## Work to complete
Pick out every line in the entries below that contains the word "positive", and copy each of those lines.
******************************
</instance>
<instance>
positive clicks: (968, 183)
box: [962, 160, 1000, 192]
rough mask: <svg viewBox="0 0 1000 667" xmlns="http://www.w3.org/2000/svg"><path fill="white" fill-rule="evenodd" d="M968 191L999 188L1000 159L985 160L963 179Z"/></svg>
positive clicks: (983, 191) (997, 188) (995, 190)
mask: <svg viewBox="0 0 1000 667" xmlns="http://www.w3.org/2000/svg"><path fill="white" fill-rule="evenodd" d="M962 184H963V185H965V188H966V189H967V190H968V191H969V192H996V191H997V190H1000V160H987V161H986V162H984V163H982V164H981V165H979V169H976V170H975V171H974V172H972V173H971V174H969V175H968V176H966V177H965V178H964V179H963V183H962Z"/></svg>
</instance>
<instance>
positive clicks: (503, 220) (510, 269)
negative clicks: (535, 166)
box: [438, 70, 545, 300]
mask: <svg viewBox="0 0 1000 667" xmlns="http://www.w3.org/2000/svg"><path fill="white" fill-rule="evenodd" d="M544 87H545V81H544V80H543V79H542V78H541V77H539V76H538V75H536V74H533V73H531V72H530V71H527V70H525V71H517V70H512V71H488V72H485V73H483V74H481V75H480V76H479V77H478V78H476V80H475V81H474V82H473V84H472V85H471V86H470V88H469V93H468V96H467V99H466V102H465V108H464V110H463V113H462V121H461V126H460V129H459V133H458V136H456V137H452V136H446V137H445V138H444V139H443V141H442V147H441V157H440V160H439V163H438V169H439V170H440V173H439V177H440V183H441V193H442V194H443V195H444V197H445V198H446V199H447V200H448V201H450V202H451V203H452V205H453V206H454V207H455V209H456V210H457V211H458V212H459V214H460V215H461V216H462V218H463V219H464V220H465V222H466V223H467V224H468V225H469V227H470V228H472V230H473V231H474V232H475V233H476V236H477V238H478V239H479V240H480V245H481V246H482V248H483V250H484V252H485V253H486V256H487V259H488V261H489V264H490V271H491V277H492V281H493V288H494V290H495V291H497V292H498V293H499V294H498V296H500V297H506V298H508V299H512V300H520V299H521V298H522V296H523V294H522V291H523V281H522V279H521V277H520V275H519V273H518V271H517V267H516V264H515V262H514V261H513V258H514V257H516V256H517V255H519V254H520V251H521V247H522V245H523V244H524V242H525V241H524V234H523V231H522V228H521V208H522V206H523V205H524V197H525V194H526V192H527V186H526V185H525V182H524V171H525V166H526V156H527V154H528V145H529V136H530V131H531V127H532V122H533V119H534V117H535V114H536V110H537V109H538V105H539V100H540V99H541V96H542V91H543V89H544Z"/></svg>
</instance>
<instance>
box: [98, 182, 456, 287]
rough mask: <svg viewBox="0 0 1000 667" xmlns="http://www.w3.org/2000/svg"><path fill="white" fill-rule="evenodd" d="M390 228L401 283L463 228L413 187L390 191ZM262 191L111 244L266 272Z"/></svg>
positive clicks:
******************************
## Output of the exercise
positive clicks: (968, 183)
positive clicks: (983, 191) (997, 188) (995, 190)
positive clicks: (503, 220) (510, 269)
positive clicks:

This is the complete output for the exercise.